Task objective:
Search the lines of the records for the word "curly", and copy every line that has it.

Source data:
-----
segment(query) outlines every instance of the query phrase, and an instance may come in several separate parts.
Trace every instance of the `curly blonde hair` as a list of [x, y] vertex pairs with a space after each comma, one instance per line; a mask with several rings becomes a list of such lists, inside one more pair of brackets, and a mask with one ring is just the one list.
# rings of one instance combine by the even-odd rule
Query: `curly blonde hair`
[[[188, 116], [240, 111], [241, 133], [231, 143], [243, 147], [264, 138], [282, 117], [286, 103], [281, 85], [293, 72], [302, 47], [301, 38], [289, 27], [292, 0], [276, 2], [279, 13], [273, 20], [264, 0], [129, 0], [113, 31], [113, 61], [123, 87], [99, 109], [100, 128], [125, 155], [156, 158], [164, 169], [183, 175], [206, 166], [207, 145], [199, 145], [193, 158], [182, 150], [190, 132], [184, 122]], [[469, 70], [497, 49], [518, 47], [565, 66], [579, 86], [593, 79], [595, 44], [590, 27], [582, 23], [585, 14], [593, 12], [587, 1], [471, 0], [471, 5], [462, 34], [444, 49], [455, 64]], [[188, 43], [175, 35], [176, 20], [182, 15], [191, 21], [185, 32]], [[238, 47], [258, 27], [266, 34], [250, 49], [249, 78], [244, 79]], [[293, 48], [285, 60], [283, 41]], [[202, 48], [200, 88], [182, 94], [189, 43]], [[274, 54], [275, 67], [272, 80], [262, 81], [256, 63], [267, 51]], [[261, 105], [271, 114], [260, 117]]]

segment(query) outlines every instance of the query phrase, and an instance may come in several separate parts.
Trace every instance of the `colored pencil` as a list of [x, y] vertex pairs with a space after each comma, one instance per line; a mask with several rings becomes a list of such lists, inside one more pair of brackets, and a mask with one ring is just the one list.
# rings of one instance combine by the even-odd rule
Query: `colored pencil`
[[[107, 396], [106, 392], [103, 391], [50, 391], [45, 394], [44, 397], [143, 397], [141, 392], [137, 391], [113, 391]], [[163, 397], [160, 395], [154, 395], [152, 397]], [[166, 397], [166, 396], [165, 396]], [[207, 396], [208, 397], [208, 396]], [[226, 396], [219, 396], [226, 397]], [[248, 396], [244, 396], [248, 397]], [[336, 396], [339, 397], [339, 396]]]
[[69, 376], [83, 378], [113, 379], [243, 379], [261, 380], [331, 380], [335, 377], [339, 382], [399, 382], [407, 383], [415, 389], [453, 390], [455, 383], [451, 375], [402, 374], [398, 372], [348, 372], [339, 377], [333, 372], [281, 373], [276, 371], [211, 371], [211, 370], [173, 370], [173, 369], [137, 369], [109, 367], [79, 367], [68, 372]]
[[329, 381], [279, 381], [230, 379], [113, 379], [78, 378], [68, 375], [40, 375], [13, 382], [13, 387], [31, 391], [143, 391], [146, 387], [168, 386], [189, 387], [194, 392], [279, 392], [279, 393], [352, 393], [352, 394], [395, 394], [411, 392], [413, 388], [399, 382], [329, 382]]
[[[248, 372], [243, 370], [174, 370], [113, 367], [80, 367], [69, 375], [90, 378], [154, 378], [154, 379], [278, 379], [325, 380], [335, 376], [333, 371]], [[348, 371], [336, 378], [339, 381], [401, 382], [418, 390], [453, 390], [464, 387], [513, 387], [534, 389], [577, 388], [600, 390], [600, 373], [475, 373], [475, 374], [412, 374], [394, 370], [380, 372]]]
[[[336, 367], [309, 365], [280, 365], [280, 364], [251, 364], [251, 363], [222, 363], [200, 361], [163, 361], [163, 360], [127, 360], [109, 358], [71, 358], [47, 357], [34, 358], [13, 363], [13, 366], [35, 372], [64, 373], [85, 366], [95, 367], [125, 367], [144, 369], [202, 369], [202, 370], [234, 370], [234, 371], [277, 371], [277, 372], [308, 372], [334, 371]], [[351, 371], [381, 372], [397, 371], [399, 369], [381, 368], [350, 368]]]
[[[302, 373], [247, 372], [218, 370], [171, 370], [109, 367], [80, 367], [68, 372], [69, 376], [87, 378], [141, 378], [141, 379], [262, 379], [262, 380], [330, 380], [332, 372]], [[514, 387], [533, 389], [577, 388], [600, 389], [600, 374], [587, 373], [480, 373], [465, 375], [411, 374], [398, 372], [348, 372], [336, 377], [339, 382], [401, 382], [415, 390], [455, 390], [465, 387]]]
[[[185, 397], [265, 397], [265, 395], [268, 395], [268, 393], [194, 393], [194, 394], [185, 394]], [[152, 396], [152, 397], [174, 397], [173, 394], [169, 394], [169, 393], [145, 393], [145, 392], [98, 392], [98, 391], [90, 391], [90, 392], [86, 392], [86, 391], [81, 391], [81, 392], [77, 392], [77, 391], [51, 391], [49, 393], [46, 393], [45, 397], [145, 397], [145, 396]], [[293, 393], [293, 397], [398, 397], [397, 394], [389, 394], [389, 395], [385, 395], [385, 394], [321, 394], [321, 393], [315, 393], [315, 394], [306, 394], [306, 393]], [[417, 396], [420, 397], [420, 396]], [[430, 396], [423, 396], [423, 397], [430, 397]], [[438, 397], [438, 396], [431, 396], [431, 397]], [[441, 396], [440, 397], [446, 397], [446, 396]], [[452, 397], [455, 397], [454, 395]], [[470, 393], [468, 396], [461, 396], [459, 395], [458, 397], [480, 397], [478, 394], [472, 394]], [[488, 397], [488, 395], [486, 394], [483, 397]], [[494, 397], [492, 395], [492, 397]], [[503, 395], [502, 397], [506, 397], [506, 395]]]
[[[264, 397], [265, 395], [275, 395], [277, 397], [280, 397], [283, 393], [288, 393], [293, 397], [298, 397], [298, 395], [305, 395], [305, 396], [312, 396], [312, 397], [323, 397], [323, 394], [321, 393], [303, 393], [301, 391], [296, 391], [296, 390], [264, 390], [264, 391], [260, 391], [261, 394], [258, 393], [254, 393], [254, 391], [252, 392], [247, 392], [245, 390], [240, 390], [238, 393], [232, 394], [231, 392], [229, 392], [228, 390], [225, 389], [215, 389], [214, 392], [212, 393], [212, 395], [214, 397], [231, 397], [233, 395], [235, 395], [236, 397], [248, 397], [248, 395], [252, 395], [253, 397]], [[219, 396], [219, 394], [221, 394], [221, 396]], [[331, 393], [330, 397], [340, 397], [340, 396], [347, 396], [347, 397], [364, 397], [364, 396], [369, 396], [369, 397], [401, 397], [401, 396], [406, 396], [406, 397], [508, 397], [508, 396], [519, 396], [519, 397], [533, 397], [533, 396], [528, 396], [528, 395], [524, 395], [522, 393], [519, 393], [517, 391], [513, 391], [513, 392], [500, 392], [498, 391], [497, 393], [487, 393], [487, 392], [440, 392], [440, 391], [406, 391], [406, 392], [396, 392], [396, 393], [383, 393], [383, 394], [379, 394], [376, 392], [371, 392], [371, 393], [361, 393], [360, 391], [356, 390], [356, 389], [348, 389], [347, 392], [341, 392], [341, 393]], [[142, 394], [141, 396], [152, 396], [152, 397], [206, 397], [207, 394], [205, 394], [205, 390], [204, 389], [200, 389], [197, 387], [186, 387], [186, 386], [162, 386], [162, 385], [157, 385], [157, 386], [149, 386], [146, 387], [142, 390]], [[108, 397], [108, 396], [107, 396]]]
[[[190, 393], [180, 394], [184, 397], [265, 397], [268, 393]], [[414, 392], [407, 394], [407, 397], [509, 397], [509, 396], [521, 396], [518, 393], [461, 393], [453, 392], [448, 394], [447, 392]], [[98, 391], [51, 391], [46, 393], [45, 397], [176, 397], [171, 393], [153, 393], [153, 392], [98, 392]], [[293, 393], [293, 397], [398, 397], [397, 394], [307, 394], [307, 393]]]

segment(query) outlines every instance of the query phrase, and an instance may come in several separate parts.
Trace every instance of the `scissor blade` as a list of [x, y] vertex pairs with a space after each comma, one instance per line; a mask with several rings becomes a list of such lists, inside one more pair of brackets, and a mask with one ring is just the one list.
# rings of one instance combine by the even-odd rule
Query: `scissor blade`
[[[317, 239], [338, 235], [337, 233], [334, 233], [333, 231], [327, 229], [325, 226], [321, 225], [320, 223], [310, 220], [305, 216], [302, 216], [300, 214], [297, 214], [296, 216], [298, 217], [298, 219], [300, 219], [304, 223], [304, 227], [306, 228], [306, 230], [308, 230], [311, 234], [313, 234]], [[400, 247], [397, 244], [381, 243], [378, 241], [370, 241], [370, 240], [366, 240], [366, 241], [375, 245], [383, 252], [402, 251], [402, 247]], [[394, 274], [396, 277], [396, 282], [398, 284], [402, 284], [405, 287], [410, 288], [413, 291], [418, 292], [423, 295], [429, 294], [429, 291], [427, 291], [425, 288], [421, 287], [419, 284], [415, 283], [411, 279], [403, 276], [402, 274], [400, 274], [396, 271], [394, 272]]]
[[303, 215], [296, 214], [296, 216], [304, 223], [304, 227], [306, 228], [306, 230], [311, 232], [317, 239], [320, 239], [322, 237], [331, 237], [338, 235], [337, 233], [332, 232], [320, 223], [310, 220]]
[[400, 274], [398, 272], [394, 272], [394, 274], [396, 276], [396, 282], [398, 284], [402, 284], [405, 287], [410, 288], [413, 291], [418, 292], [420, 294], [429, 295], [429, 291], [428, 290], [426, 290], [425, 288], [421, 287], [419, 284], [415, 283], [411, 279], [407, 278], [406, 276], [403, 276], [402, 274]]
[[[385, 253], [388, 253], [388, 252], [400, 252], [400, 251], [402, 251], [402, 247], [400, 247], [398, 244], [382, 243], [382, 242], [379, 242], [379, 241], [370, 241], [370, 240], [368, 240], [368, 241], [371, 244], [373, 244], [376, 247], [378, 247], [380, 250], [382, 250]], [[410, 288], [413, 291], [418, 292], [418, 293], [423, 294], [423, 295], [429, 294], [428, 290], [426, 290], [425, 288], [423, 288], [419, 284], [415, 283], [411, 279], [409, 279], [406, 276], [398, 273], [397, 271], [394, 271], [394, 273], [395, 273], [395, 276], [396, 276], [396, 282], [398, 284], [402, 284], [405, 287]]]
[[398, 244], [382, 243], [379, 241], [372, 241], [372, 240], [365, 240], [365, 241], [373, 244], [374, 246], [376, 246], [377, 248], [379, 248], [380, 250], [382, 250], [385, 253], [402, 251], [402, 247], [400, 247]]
-----
Task output:
Trace every instance of the `curly blonde hair` as a list of [x, y] vertex pairs with a space after each comma, one instance per line; a mask with several rings becomes a list of such lists, inside one more pair of brackets, and a mask with one ring is just the one list.
Query: `curly blonde hair`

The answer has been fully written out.